DATASET RECORDS:
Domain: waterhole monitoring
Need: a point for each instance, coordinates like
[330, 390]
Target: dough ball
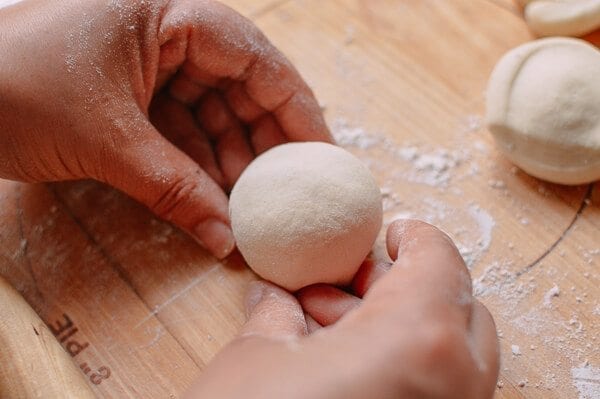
[305, 213]
[563, 17]
[543, 108]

STATED TASK: Rewrite the data above, substituting "bread roll" for "dough ball" and changing nothing else; omit the pictures.

ANSWER TO THE PROBLEM:
Domain: waterhole monitoring
Need: a point for each instance, coordinates like
[330, 390]
Target: bread roll
[305, 213]
[563, 17]
[543, 108]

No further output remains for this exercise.